What you have to do —
The full set of entries below, restated word for word and stripped of images, is the expected result.

[Region pointing data]
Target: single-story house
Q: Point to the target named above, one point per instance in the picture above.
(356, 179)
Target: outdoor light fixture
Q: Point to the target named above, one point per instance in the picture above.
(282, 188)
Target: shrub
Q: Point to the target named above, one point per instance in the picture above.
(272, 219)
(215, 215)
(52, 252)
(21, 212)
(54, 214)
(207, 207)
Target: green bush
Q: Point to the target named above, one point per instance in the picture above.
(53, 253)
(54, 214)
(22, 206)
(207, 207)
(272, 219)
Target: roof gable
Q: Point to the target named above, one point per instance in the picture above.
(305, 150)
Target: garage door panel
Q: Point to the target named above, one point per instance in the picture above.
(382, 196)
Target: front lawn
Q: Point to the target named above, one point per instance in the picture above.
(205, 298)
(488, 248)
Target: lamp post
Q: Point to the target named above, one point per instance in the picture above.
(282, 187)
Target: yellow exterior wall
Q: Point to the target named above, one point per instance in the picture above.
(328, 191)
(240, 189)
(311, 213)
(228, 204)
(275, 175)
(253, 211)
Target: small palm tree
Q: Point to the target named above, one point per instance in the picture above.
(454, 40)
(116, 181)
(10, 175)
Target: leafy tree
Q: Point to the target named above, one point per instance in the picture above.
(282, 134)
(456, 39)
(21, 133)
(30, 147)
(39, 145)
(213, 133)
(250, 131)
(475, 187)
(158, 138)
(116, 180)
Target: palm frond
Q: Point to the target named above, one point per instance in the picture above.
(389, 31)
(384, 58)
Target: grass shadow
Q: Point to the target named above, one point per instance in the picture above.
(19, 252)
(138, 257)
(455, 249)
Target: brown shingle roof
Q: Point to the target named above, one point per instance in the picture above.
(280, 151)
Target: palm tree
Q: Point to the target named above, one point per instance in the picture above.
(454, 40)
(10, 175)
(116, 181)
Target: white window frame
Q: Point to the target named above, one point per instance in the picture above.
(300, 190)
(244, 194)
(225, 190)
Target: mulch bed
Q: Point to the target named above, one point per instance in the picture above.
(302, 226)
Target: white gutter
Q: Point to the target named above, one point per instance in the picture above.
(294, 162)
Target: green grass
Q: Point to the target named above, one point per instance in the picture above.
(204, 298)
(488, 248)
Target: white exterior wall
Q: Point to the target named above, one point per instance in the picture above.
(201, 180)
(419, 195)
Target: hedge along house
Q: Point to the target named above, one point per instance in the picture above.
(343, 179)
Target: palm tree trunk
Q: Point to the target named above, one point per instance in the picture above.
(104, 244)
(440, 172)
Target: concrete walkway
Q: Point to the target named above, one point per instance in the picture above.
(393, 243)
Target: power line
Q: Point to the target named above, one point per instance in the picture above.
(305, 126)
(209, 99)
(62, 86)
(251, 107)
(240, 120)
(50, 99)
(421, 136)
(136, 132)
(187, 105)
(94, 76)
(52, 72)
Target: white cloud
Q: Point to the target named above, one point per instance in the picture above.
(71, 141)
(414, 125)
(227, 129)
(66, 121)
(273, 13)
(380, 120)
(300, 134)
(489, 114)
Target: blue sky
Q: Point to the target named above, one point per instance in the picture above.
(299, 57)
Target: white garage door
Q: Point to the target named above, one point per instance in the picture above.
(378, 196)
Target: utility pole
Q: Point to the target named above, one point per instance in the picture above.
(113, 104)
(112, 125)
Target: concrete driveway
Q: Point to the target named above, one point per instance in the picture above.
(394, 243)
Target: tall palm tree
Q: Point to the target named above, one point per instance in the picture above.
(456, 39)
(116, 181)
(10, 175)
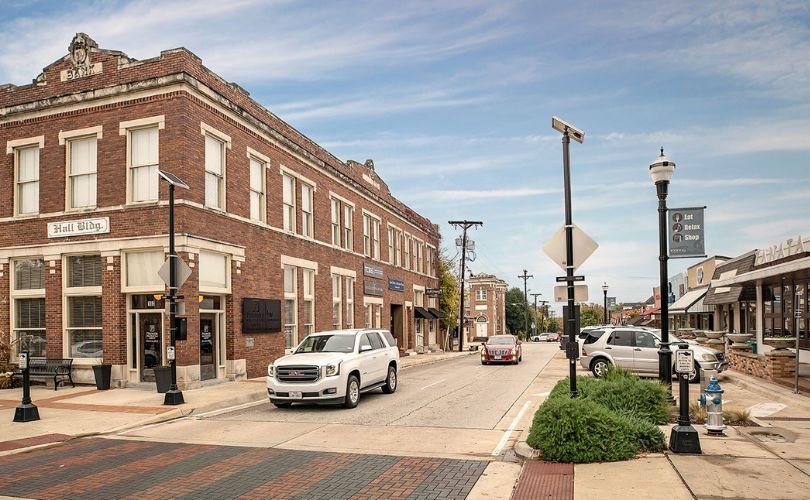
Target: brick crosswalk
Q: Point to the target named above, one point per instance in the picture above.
(110, 468)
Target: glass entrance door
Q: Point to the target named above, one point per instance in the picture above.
(208, 338)
(150, 327)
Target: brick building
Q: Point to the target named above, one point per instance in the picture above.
(485, 306)
(270, 215)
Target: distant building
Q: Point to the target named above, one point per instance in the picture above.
(485, 306)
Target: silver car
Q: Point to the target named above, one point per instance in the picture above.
(636, 349)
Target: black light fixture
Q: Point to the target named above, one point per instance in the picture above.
(661, 171)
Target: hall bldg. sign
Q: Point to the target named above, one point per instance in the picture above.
(94, 225)
(787, 248)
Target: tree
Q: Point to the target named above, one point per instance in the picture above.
(448, 295)
(516, 309)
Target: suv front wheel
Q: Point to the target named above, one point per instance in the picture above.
(599, 367)
(352, 392)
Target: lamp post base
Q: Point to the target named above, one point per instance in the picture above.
(174, 396)
(26, 413)
(684, 439)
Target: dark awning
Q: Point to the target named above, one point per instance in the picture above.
(421, 312)
(436, 313)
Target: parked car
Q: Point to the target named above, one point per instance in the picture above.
(501, 349)
(335, 367)
(637, 350)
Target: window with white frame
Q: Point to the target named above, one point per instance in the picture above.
(83, 301)
(82, 172)
(309, 301)
(337, 305)
(349, 295)
(398, 250)
(28, 296)
(306, 210)
(290, 306)
(26, 180)
(390, 245)
(348, 227)
(288, 201)
(408, 252)
(335, 213)
(257, 186)
(214, 172)
(143, 164)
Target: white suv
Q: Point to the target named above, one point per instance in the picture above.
(335, 367)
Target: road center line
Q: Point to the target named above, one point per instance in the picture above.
(508, 432)
(434, 383)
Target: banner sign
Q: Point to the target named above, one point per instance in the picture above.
(396, 285)
(261, 315)
(686, 233)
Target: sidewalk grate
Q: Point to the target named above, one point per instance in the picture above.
(545, 480)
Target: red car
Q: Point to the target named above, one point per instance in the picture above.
(501, 349)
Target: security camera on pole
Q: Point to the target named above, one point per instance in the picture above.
(561, 249)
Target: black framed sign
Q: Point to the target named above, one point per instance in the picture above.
(261, 316)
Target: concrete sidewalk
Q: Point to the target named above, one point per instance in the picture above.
(84, 411)
(770, 461)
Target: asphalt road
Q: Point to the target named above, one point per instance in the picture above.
(460, 393)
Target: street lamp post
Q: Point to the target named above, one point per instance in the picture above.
(604, 290)
(174, 396)
(661, 172)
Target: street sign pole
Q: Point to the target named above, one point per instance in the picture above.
(569, 268)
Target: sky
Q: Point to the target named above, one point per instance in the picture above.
(453, 101)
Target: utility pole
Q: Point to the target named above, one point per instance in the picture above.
(535, 295)
(464, 224)
(525, 277)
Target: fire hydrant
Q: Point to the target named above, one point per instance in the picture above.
(712, 400)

Solution to the exercise —
Target: single-story house
Q: Point to the target named above, one point per instance in the picture above.
(356, 179)
Target: outdoor light fixture
Q: Point to the target named above, one point per instance in the picture above.
(282, 188)
Target: shrub
Q: Point to the target named above, one point per instance in the picture above.
(272, 219)
(215, 215)
(52, 252)
(21, 212)
(54, 214)
(207, 207)
Target: green bush
Q: Point to the target named above, one point per instance in the picture above.
(53, 253)
(54, 214)
(22, 206)
(207, 207)
(272, 219)
Target: roof gable
Q: Point to the target named above, one point per instance in the picture above.
(305, 150)
Target: garage door panel
Q: Point to the target named above, one point per instance in the picture above.
(382, 196)
Target: front lawn
Q: Point to the target named above, one point per instance in the picture above.
(205, 298)
(488, 248)
Target: lamp post
Q: Point to the target named above, one point per instance in the picture above.
(282, 187)
Target: yellow exterior wall
Q: Point to the target named above, one point per instance in the picture above.
(328, 191)
(240, 189)
(311, 213)
(228, 204)
(275, 175)
(253, 211)
Target: small palm tree
Q: Point to the target named above, one point per instance in the picture above.
(454, 40)
(116, 181)
(10, 175)
Target: leafy tree
Q: Point to the target named above, one point per instance in the picture above.
(282, 134)
(456, 39)
(21, 133)
(30, 147)
(39, 145)
(213, 133)
(250, 131)
(475, 187)
(158, 138)
(116, 180)
Target: palm frond
Q: Point to the target named above, one point per instance in the picture above.
(389, 31)
(384, 58)
Target: grass shadow
Q: Point to the target named above, one point per instance in the picture above.
(19, 252)
(138, 257)
(455, 249)
Target: brown shingle roof
Q: Point to the target named above, one point per instance in the picture above.
(280, 151)
Target: palm tree
Q: Point to the target named above, one point per instance in the picture above.
(454, 40)
(10, 175)
(116, 181)
Target: white window frame
Q: Point to the target named above, one point per instance in the picture above.
(300, 190)
(244, 194)
(225, 190)
Target: mulch bed
Q: Point to the target named above, one point per instance in the picture above.
(302, 226)
Target: white gutter
Q: Point to the target named above, one point per instance in the picture above.
(294, 162)
Target: green grass
Q: Point to the target named above, one point per instance in the picture above.
(204, 298)
(488, 248)
Target: white exterior wall
Q: Point to the target named above, one point per instance in the picture above.
(201, 180)
(419, 195)
Target: hedge along house
Q: Point to the target named above, one point per instance in the picture above.
(343, 179)
Target: palm tree trunk
Q: Point to the target named above, one point per instance in the picture above.
(104, 244)
(440, 172)
Target: concrete walkway
Q: Point to the target named above, one point per instance in the picture above.
(393, 243)
Target: power line
Q: Point to the target named above, one point per instance in the picture above.
(305, 126)
(209, 99)
(62, 86)
(251, 107)
(240, 120)
(50, 99)
(421, 136)
(136, 132)
(187, 105)
(94, 76)
(52, 72)
Target: white cloud
Q: Point to the target named above, one point per instance in the picture above.
(71, 141)
(414, 125)
(227, 129)
(66, 121)
(273, 13)
(380, 120)
(300, 134)
(489, 114)
Target: blue sky
Q: Point to the target named above, one point per instance in the picture above.
(299, 57)
Target: white garage door
Q: Point to the target named above, one point per instance in the picture above.
(378, 196)
Target: utility pole
Q: Point to the target named above, one point per instance in the picture above.
(113, 104)
(112, 125)
Target: concrete driveway
Q: Point to the target named above, one point per instance in the picture above.
(394, 243)
Target: tall palm tree
Q: Point to the target named above, one point per instance in the picture above.
(456, 39)
(116, 181)
(10, 175)
Target: brick crosswalk
Q: Point to the target named above, one point per instance in the picture above.
(110, 468)
Target: glass entrance door
Q: Point to the target named above, one point per instance in the picture above.
(208, 338)
(150, 327)
Target: brick building
Q: Point to the target named above, one point per instance in the picture above.
(485, 306)
(270, 215)
Target: distant building
Q: Point to the target named above, one point per instance in the picture above.
(485, 306)
Target: silver car
Q: Point to the target named above, one point per instance in the picture above.
(636, 349)
Target: black light fixture
Q: Point to the target named above, one point per instance in the picture above.
(661, 171)
Target: hall bldg. sign
Q: Point to the target named above, one point per instance in the picture above.
(94, 225)
(787, 248)
Target: tree
Q: Point to the target named above, one point per instance in the picture above.
(448, 295)
(516, 309)
Target: suv front wheel
Q: Point to the target named above, one point per instance in the picture above.
(599, 367)
(352, 392)
Target: lamp post base
Q: Point to the target named above, one point per instance in the picture above.
(174, 396)
(26, 413)
(684, 439)
Target: dark awning
Q: Point to the target named above, one point per instance in the picture above.
(421, 312)
(436, 313)
Target: parked car
Q: Point to the target named above, one point per instance in the picture above.
(501, 349)
(335, 367)
(637, 350)
Target: window with white frame
Q: Point to the target named above, one point per instance in the picture above.
(83, 301)
(82, 172)
(309, 301)
(337, 305)
(349, 295)
(398, 250)
(28, 296)
(306, 210)
(290, 306)
(26, 180)
(390, 245)
(348, 227)
(288, 201)
(408, 252)
(335, 213)
(257, 186)
(214, 172)
(143, 164)
Target: white suv
Q: Point to the target named above, one point per instance in the picture above.
(335, 367)
Target: road center line
Q: Point to the target named above, one point per instance in the picture above.
(508, 432)
(434, 383)
Target: banner sign
Q: Point to the target named above, one point per instance in the picture above.
(396, 285)
(261, 315)
(686, 233)
Target: sidewalk grate
Q: Point to the target named above, one point per instance in the picture above.
(545, 480)
Target: red car
Q: Point to the target named above, one point per instance in the picture above.
(501, 349)
Target: security camera on pole
Q: Point to the target named above, one point per instance in the picture above.
(561, 249)
Target: black framed sign
Q: Point to the target named above, one point per instance in the picture above.
(261, 316)
Target: concrete sidewalk
Q: Point to the target named above, one point per instance in the picture above.
(84, 411)
(770, 461)
Target: asphalt road
Q: Point to the target named above, one point per instance in the picture above.
(460, 393)
Target: street lamp post
Q: Point to the target named above, one point per instance in the picture above.
(604, 290)
(174, 396)
(661, 172)
Target: street sign pole
Q: Point to the target named above, one point per instance in the picture above.
(569, 268)
Target: sky
Q: Point to the target named above, one point per instance in the picture above.
(453, 101)
Target: utility pole
Q: Point to the target named above, one point per instance in the picture above.
(535, 295)
(464, 224)
(525, 277)
Target: fire hydrant
Q: Point to the target named above, one point per instance in the picture above.
(712, 400)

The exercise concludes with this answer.